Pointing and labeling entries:

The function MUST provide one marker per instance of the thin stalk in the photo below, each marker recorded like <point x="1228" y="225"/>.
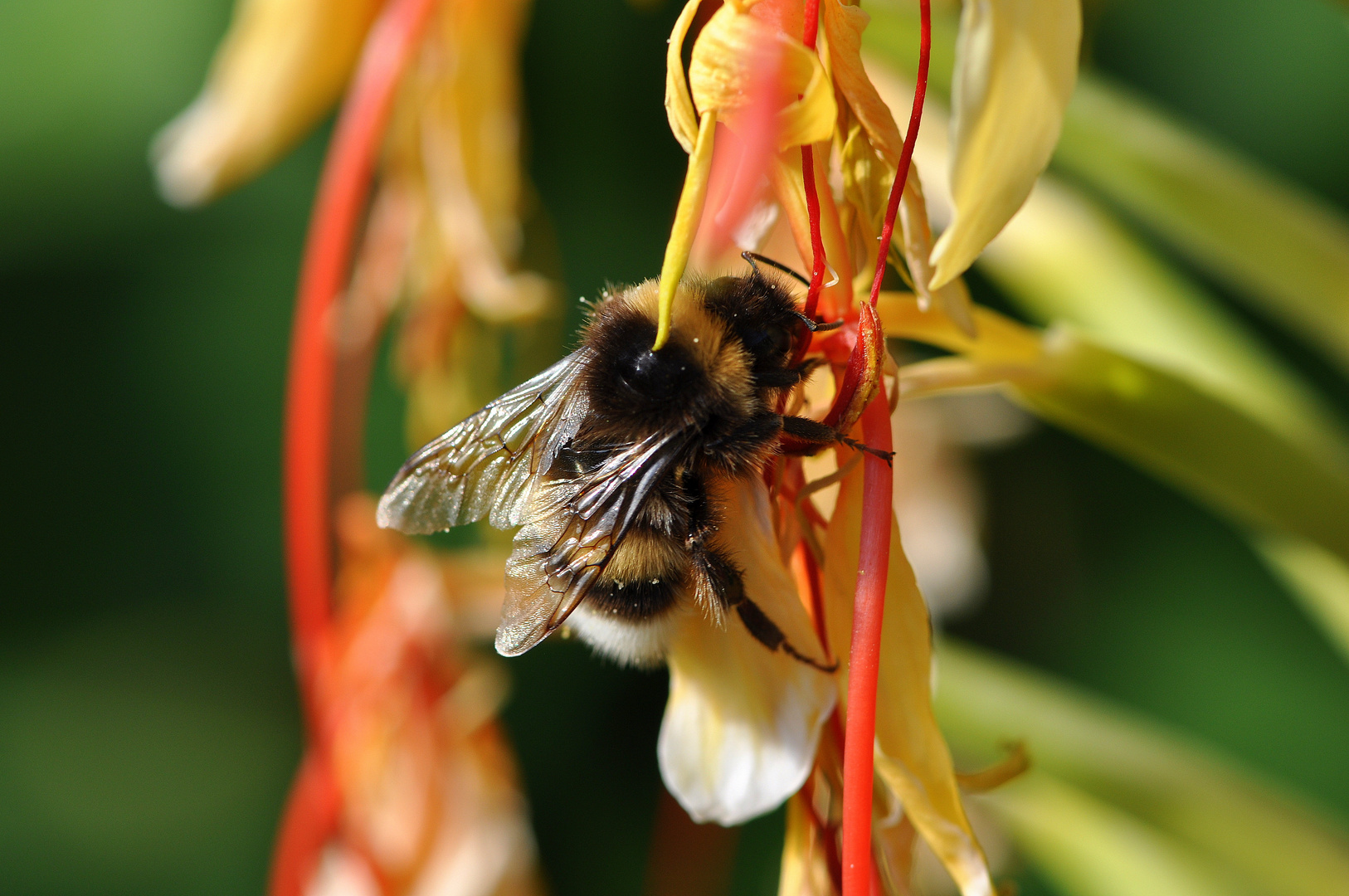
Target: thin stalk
<point x="812" y="198"/>
<point x="911" y="139"/>
<point x="874" y="553"/>
<point x="338" y="206"/>
<point x="865" y="652"/>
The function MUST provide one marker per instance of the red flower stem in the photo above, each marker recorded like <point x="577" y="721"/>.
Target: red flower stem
<point x="310" y="816"/>
<point x="343" y="191"/>
<point x="865" y="655"/>
<point x="911" y="138"/>
<point x="874" y="551"/>
<point x="812" y="211"/>
<point x="812" y="197"/>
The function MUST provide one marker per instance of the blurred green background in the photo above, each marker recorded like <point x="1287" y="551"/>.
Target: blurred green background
<point x="148" y="714"/>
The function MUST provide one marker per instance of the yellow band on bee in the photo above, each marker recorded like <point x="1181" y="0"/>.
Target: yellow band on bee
<point x="685" y="224"/>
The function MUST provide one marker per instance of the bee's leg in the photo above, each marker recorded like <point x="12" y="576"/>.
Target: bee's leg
<point x="750" y="435"/>
<point x="723" y="586"/>
<point x="767" y="633"/>
<point x="816" y="433"/>
<point x="787" y="377"/>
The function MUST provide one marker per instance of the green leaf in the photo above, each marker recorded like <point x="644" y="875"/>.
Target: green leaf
<point x="1215" y="812"/>
<point x="1317" y="577"/>
<point x="1271" y="241"/>
<point x="1260" y="475"/>
<point x="1088" y="848"/>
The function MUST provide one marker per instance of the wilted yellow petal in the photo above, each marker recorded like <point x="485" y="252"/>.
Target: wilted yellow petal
<point x="804" y="872"/>
<point x="281" y="68"/>
<point x="722" y="72"/>
<point x="1016" y="65"/>
<point x="1215" y="809"/>
<point x="912" y="756"/>
<point x="687" y="217"/>
<point x="679" y="107"/>
<point x="845" y="25"/>
<point x="465" y="129"/>
<point x="1262" y="235"/>
<point x="743" y="721"/>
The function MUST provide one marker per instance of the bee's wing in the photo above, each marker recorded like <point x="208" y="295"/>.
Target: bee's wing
<point x="487" y="465"/>
<point x="573" y="529"/>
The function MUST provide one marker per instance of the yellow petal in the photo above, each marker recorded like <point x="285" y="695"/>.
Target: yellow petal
<point x="463" y="103"/>
<point x="913" y="235"/>
<point x="679" y="107"/>
<point x="786" y="176"/>
<point x="743" y="721"/>
<point x="687" y="217"/>
<point x="804" y="872"/>
<point x="1016" y="65"/>
<point x="722" y="71"/>
<point x="912" y="757"/>
<point x="845" y="25"/>
<point x="281" y="68"/>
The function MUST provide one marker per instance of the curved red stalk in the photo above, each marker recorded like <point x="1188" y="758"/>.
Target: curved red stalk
<point x="812" y="197"/>
<point x="309" y="392"/>
<point x="874" y="553"/>
<point x="314" y="807"/>
<point x="865" y="654"/>
<point x="911" y="139"/>
<point x="812" y="209"/>
<point x="309" y="820"/>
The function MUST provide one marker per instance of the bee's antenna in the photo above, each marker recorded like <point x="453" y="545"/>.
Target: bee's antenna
<point x="816" y="327"/>
<point x="754" y="256"/>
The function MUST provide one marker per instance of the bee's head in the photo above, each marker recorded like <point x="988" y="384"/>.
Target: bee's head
<point x="629" y="381"/>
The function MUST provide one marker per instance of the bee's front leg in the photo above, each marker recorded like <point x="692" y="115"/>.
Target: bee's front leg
<point x="818" y="435"/>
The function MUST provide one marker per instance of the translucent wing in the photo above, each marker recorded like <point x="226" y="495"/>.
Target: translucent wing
<point x="487" y="465"/>
<point x="575" y="525"/>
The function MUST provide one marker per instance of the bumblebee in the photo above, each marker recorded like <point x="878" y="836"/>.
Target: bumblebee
<point x="610" y="463"/>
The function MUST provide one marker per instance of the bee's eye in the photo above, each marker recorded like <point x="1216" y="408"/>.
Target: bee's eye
<point x="768" y="343"/>
<point x="656" y="374"/>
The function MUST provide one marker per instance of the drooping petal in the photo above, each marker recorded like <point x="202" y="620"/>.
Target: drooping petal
<point x="786" y="176"/>
<point x="845" y="25"/>
<point x="912" y="757"/>
<point x="281" y="68"/>
<point x="743" y="722"/>
<point x="679" y="105"/>
<point x="804" y="870"/>
<point x="465" y="105"/>
<point x="728" y="57"/>
<point x="1016" y="66"/>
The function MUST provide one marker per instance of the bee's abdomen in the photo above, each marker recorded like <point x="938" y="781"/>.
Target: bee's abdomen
<point x="644" y="579"/>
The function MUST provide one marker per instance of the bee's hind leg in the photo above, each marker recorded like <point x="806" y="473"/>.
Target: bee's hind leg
<point x="723" y="586"/>
<point x="816" y="433"/>
<point x="719" y="585"/>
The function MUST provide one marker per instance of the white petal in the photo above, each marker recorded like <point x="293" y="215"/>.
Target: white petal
<point x="1015" y="69"/>
<point x="743" y="722"/>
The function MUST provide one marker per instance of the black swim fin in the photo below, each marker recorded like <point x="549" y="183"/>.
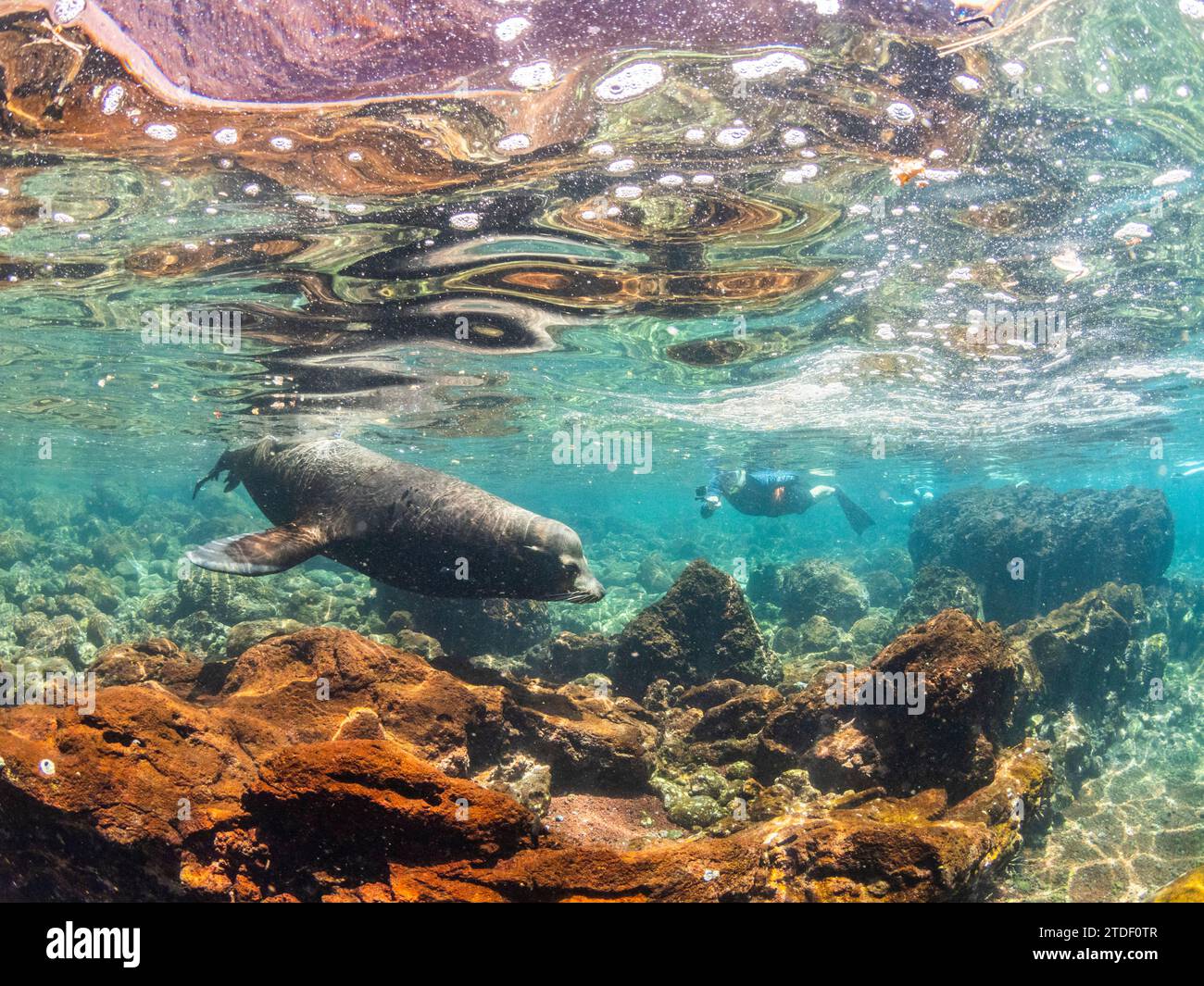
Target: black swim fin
<point x="858" y="518"/>
<point x="261" y="553"/>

_TASK OBJECTIVE_. Rewrite the entries as a two-column CSV with the headers request and answer, one row per request, putting each request's text and its answer in one quoted field each and turning line breaks into spaces. Begin at the line that has "The function MUST provide one marker per instance of the black", stop after the last of the entries, and leave the pictures out.

_RESPONSE TO THIS TASK_.
request,answer
"The function MUST provide one marker per instance of the black swim fin in the photo below, each marker recorded like <point x=""549"" y=""183""/>. Target: black swim fin","<point x=""858"" y=""518""/> <point x=""261"" y=""553""/>"